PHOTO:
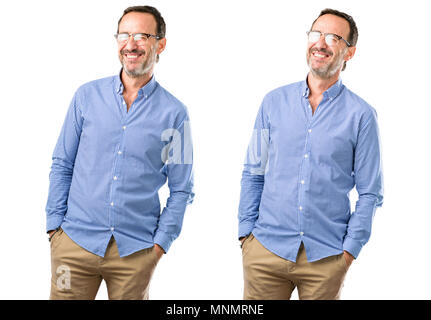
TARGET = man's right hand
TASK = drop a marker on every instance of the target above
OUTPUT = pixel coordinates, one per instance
(51, 233)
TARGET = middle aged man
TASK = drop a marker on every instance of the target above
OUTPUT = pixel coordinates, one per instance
(123, 137)
(314, 141)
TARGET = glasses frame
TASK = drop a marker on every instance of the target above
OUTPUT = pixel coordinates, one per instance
(332, 34)
(147, 36)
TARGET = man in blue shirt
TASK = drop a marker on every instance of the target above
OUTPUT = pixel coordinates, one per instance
(313, 142)
(122, 138)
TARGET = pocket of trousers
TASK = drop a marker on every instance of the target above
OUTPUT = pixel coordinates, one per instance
(55, 238)
(343, 261)
(245, 245)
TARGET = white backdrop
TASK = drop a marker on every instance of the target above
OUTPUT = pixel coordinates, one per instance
(221, 58)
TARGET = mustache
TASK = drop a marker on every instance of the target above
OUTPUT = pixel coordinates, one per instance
(124, 51)
(323, 50)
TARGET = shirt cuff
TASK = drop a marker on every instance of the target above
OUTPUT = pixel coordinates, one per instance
(53, 222)
(245, 229)
(163, 240)
(352, 246)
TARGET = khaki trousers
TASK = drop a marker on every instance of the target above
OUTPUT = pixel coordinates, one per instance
(77, 273)
(270, 277)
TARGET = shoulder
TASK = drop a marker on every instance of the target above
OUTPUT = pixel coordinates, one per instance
(363, 110)
(170, 101)
(284, 91)
(95, 86)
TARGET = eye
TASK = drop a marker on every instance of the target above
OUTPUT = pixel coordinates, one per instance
(331, 39)
(313, 36)
(122, 36)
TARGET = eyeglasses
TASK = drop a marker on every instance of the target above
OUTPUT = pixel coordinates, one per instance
(331, 39)
(140, 38)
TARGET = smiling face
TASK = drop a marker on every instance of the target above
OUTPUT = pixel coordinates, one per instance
(138, 60)
(326, 61)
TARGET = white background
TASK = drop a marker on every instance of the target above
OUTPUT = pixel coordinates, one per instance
(221, 58)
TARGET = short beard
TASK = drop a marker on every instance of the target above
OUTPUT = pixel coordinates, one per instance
(328, 71)
(145, 68)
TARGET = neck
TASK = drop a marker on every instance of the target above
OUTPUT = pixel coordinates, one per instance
(319, 85)
(133, 84)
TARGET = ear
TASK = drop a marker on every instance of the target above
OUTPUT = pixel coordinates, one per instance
(161, 45)
(350, 53)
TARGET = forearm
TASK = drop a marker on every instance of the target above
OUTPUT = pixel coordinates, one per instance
(251, 192)
(60, 179)
(171, 219)
(360, 223)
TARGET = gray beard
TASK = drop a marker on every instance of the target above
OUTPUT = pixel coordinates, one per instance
(330, 70)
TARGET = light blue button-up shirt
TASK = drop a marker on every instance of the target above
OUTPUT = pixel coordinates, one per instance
(301, 167)
(109, 164)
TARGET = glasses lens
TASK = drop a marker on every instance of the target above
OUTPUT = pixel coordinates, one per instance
(313, 36)
(121, 37)
(140, 37)
(331, 39)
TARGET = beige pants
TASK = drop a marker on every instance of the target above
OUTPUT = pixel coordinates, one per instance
(270, 277)
(77, 273)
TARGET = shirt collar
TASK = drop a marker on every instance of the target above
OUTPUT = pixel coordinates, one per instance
(331, 93)
(145, 90)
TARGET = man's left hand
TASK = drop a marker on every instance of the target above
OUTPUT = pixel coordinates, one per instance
(349, 258)
(159, 250)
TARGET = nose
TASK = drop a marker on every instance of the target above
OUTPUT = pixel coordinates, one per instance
(131, 44)
(321, 43)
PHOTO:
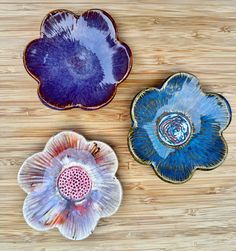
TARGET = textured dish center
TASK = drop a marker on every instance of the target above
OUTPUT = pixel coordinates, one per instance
(84, 64)
(174, 129)
(74, 183)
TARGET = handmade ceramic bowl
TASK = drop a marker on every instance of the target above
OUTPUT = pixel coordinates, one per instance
(71, 184)
(78, 61)
(178, 128)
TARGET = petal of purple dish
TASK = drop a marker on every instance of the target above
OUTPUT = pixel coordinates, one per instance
(78, 60)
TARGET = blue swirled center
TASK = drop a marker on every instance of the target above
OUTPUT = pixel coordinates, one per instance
(174, 129)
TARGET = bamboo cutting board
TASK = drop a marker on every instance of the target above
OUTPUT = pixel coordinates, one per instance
(165, 37)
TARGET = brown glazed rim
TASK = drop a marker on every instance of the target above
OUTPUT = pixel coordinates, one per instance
(146, 162)
(117, 40)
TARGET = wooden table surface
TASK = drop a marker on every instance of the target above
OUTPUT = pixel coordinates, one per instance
(165, 37)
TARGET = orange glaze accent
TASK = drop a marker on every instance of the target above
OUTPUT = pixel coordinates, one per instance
(58, 220)
(71, 143)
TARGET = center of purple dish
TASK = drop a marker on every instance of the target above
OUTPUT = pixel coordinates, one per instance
(174, 129)
(84, 64)
(74, 183)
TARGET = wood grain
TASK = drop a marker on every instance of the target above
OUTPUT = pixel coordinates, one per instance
(166, 37)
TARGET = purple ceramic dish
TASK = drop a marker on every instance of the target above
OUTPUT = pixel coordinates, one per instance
(78, 61)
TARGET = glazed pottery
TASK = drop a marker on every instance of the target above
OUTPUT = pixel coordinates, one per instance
(78, 61)
(178, 128)
(71, 184)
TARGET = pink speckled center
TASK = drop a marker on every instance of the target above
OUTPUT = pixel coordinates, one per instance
(74, 183)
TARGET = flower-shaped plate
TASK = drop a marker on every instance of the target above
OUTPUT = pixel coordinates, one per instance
(178, 128)
(78, 61)
(71, 184)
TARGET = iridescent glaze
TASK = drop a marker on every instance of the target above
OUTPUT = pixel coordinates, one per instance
(178, 128)
(71, 184)
(174, 129)
(78, 61)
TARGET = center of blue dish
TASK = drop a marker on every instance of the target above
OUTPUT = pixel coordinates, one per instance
(84, 65)
(174, 129)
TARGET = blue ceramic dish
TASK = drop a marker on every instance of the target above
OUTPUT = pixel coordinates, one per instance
(178, 128)
(78, 61)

> [Prompt]:
Extract the full listing exactly, with the pictures left out.

> [Problem solution]:
PHOTO:
TARGET = man's right hand
TASK = drop a marker on every instance of the target above
OUTPUT = pixel coordinates, one per instance
(51, 233)
TARGET = middle aged man
TASK = drop a marker on every instance of the target above
OUTPUT = pixel coordinates, one per instance
(123, 137)
(314, 141)
TARGET = glasses frame
TASK = drop a marker on every instance of the target above
OUTPUT = pixel coordinates, one per instance
(332, 34)
(147, 36)
TARGET = man in blue shirt
TASK = drop a marker on every instance of the target above
OUTPUT = pixel coordinates, one per instance
(313, 142)
(122, 138)
TARGET = pocket of trousers
TASK = drop a marker on every instance of the target above
OUTPUT = pixel coordinates, one per instance
(55, 238)
(343, 261)
(245, 245)
TARGET = white backdrop
TASK = drop a marker on every instance of the target above
OUTPUT = pixel coordinates, one per instance
(221, 58)
TARGET = mustache
TASK = drop a marker on every instance of the target above
OUTPUT = pixel coordinates, one per instance
(124, 51)
(323, 50)
TARGET = shirt cuff
TASK = drop a marker on every instance of the target above
OUTPUT = pixel coordinates, one per instance
(53, 222)
(245, 229)
(163, 240)
(352, 246)
TARGET = khaki trousers
TASK = drop a marker on every instance of the target above
OUTPUT = pixel coordinates, one per instance
(77, 273)
(270, 277)
TARGET = shoulder
TASK = drop a marker on every instance of the target above
OUTPUT = pixel coordinates, one per instance
(363, 110)
(170, 101)
(284, 91)
(95, 86)
TARGET = eye
TASK = drop a marker on every instance of the target above
OUTPUT = pixel coordinates, one per instance
(331, 39)
(313, 36)
(122, 36)
TARGET = eyeglasses
TASK = drop a marker on every instance of the target above
OUTPUT = pixel coordinates, one per instance
(331, 39)
(140, 38)
TARGET = smiling face
TASK = drop a marker on every instance of the target above
OUTPUT = pixel coordinates, one per instance
(138, 60)
(326, 61)
TARGET = white background
TASK = drop a marker on every instance of the target above
OUTPUT = pixel coordinates, one per instance
(221, 58)
TARGET = short beard
TASK = drop a marker on every instance of the target above
OUTPUT = pixel coordinates, one per instance
(328, 71)
(145, 68)
TARGET = neck
TASK = drop a marker on every instance of the target above
OUTPUT = pixel coordinates, one per instance
(319, 85)
(133, 84)
TARGET = ear
TASK = drop a marker on every instance of the target above
OUTPUT = pixel coordinates, one per instance
(161, 45)
(350, 53)
TARGET = forearm
TASK = drop a marker on every instance of the target above
OUTPUT = pixel coordinates, one per instance
(251, 192)
(60, 179)
(171, 219)
(360, 223)
TARGET = gray beard
TASK = drop a marker on every instance of the target above
OUTPUT = pixel coordinates, one per instance
(330, 70)
TARGET = light blue button-up shirt
TASK = drop a marker on every instance of the target above
OUTPUT = pixel coordinates, one per instance
(301, 167)
(109, 164)
TARGET = glasses lens
TASK = drop a marker on every instance of the target above
OUTPUT = pixel coordinates, one per instance
(313, 36)
(121, 37)
(140, 37)
(331, 39)
TARGET = beige pants
TASK = drop a marker on every instance of the target above
OUTPUT = pixel coordinates, one per instance
(270, 277)
(77, 273)
TARGET = shirt collar
TASK = drop a marker on every instance of the target above
OUTPUT = pixel coordinates, one per instance
(331, 93)
(145, 90)
TARGET = man's left hand
TASK = drop a marker on every instance of the target above
OUTPUT = pixel coordinates, one per instance
(349, 258)
(159, 250)
TARGET = nose
TASK = drop a marker on every instance of the target above
OUTPUT = pixel coordinates, one per instance
(131, 44)
(321, 43)
PHOTO:
TARGET = textured dish center
TASK = drop a marker on every instance of the target above
OUTPUT = pixel coordinates, one per instance
(84, 64)
(174, 129)
(74, 183)
TARGET = handmade ceramic bowl
TASK = drop a marker on every instance of the target above
OUTPUT = pixel coordinates, one per instance
(71, 184)
(78, 61)
(178, 128)
TARGET = petal of purple dish
TASK = drop a marker on every instance of the target above
OUTPUT = pixel coordinates, one per instance
(78, 60)
TARGET = blue swirled center
TASK = drop a marker on every instance of the target above
OUTPUT = pixel coordinates, one per instance
(174, 129)
TARGET = bamboo cutting board
TASK = drop a marker on every instance of the target above
OUTPUT = pixel coordinates, one per instance
(165, 37)
TARGET = brown glazed rim
TASK = drop a marker on every instance of the target above
OUTPUT = pixel coordinates, one per instance
(146, 162)
(117, 40)
TARGET = wooden table surface
TASK = drop a marker on every instance of the target above
OUTPUT = pixel coordinates, one per instance
(165, 37)
TARGET = orange glaze accent
TASK = drop a marker on every instance of the target above
OUTPUT = pixel coordinates, one per instance
(58, 220)
(71, 143)
TARGET = center of purple dish
TASK = drop a marker on every instance of the target above
OUTPUT = pixel coordinates, one per instance
(174, 129)
(84, 64)
(74, 183)
TARGET = wood grain
TASK = drop a marker on every instance of the target above
OUTPUT = pixel coordinates, one per instance
(166, 37)
TARGET = purple ceramic dish
TASK = drop a marker on every instance of the target above
OUTPUT = pixel coordinates, one per instance
(78, 61)
TARGET = glazed pottery
TASK = drop a marker on every instance of the target above
OUTPUT = pixel coordinates, one per instance
(78, 61)
(178, 128)
(71, 184)
TARGET = pink speckled center
TASK = drop a marker on every instance of the target above
OUTPUT = pixel coordinates, one per instance
(74, 183)
TARGET = flower-shaped plate
TASK = drop a marker on every instance of the target above
OUTPUT = pixel coordinates, one per instance
(178, 128)
(78, 61)
(71, 184)
TARGET = iridescent glaze
TASK = drop a marker on every instance of the target above
OUTPUT = pixel coordinates, one per instance
(178, 128)
(71, 184)
(174, 129)
(78, 61)
TARGET = center of blue dish
TASK = drop a marker on every instance of the target above
OUTPUT = pixel coordinates, one per instance
(84, 65)
(174, 129)
TARGET = blue ceramic dish
TASK = drop a marker on every instance of the target above
OUTPUT = pixel coordinates, one per instance
(178, 128)
(78, 61)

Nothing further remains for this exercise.